Starting at the line that contains "[tag] grassy hillside: a pin per instance" and ending at the last line below, write out every line again, tag lines included, multiplying each answer coordinate by 1.65 and rounding to a whole number, with halves rounded up. Leave the tag lines unchanged, and give only the lines in this span.
++++++++++++++++++++
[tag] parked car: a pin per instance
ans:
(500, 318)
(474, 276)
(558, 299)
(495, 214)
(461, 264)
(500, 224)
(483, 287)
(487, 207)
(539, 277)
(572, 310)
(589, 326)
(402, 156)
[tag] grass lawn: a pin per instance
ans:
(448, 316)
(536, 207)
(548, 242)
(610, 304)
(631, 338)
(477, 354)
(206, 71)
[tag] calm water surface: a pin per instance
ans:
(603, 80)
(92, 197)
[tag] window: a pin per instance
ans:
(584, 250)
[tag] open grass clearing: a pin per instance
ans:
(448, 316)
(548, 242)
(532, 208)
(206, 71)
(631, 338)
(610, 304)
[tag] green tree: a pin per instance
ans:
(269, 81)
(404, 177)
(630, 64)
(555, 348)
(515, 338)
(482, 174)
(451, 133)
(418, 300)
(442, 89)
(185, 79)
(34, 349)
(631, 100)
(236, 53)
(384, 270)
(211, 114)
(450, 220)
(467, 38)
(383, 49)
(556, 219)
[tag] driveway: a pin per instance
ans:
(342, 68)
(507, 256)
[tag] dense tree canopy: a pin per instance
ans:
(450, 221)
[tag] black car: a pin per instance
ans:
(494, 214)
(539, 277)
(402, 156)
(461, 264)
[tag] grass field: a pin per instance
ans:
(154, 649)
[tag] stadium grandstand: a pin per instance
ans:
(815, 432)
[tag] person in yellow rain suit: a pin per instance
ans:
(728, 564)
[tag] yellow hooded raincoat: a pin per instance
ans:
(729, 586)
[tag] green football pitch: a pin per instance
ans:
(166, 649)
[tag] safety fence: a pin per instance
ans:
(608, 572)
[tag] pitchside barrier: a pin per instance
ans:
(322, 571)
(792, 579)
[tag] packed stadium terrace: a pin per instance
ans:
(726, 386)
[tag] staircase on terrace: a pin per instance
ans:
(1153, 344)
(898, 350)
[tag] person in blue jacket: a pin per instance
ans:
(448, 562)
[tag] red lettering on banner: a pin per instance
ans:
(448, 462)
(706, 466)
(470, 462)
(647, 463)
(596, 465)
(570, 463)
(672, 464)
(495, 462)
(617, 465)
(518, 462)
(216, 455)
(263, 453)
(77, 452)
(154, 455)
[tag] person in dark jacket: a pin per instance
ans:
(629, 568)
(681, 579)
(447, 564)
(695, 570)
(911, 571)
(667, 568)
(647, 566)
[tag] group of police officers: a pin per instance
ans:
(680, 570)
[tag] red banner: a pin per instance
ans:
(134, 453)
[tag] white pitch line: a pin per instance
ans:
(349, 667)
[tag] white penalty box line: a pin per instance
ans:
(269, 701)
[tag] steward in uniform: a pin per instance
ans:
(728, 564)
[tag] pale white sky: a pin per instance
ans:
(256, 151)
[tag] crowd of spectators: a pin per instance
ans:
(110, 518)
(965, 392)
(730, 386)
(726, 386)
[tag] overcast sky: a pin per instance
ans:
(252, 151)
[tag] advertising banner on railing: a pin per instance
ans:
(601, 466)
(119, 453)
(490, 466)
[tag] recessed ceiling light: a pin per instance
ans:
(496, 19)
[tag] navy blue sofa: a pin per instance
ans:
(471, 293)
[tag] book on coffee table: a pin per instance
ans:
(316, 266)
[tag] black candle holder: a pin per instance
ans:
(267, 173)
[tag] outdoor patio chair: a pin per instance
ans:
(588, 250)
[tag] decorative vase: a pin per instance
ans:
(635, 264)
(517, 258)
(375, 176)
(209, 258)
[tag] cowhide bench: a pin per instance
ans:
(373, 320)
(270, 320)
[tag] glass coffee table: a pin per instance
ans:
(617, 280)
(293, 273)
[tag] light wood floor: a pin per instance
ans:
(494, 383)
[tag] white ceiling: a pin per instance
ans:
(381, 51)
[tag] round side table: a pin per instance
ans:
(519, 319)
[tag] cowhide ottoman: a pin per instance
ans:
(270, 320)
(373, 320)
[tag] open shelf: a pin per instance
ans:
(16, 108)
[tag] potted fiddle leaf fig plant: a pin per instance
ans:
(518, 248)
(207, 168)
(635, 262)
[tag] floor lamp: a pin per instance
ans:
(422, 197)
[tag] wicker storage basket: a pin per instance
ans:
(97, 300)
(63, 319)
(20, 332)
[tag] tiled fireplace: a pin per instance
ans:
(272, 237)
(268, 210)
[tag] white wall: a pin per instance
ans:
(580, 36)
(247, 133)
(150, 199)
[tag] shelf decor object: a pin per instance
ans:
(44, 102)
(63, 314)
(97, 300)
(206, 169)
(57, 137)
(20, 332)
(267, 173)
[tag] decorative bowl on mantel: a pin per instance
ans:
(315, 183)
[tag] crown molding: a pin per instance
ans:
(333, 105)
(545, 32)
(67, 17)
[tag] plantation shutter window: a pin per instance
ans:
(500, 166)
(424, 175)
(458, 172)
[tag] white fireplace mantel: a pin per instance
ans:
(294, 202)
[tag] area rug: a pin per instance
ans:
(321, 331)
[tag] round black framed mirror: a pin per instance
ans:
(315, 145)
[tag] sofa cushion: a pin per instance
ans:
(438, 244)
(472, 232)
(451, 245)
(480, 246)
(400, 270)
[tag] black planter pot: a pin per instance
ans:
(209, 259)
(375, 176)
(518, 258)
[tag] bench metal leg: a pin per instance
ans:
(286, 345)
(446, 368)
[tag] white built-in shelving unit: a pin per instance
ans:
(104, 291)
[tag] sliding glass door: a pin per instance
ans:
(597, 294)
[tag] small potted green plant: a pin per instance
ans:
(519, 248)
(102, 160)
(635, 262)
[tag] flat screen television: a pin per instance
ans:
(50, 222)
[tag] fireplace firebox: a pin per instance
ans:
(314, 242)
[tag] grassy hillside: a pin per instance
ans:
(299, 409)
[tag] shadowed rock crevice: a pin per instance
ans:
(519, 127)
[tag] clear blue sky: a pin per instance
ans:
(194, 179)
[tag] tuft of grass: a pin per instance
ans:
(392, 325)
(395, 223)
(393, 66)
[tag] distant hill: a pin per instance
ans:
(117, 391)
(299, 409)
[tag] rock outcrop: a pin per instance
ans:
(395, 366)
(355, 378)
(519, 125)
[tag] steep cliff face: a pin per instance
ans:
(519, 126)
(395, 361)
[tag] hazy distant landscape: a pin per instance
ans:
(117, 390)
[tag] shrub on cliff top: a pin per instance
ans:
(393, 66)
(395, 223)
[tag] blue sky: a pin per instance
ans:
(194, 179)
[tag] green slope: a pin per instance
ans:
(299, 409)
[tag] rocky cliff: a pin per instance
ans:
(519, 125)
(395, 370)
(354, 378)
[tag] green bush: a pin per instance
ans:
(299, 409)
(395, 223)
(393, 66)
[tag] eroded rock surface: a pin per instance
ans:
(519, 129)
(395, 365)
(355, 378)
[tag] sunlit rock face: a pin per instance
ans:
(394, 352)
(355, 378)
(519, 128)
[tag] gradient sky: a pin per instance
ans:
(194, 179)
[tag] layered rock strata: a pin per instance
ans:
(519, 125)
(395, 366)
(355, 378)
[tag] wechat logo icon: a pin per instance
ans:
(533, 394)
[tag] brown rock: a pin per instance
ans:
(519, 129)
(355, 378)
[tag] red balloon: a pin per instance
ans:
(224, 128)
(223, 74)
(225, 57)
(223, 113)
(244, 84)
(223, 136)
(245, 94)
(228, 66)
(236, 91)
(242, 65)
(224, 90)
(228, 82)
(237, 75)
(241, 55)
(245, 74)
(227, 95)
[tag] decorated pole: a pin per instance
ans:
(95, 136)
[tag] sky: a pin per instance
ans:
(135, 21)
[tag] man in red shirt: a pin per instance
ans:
++++++++++++++++++++
Written response:
[tag] grassy hillside: a pin per instance
ans:
(493, 675)
[tag] shadowed rock crevice: a pin per instance
ans:
(856, 210)
[tag] clear blue sky: a pin per instance
ans:
(320, 295)
[tag] tuft of grass: a pin per instance
ans:
(647, 536)
(652, 368)
(648, 109)
[tag] distant hill: a pin per instance
ans:
(193, 645)
(493, 675)
[tag] rock outcrop: a pin per instance
ans:
(652, 604)
(586, 624)
(856, 206)
[tag] steep cliff face: a pin per instance
ans:
(856, 208)
(652, 596)
[tag] hazy distant landscape: a pin per instance
ans:
(193, 644)
[tag] shrub on cliff top: a pin per instance
ans:
(648, 109)
(652, 368)
[tag] blue sky: a pin per instance
ans:
(320, 295)
[tag] green slope: a pin per instance
ans:
(493, 675)
[tag] rocky cliff: a pin per instance
ans:
(856, 206)
(652, 611)
(584, 624)
[tag] green bush: a pin per instance
ans:
(493, 675)
(652, 368)
(648, 109)
[tag] eroded rock surface: a pin per instance
ans:
(856, 213)
(652, 602)
(586, 624)
[tag] sunlit rock face: a pin per instance
ans:
(650, 581)
(586, 624)
(856, 211)
[tag] gradient sky: a pin per instance
ans:
(320, 295)
[tag] layered rock strata: a pin per instance
ans:
(856, 206)
(652, 604)
(586, 624)
[tag] wechat logo icon: a pin per instance
ans:
(879, 650)
[tag] brown rock: a pin per instance
ans:
(856, 213)
(586, 624)
[tag] red balloon: a pin per instance
ans:
(370, 211)
(368, 122)
(371, 94)
(368, 186)
(403, 139)
(368, 224)
(404, 155)
(376, 109)
(389, 150)
(399, 107)
(370, 149)
(376, 135)
(391, 124)
(398, 91)
(404, 122)
(375, 157)
[tag] decorated pole: a pin per instance
ans:
(157, 224)
[tag] sky: a pin per instance
ans:
(223, 35)
[tag] man in red shirt: a pin per instance
ans:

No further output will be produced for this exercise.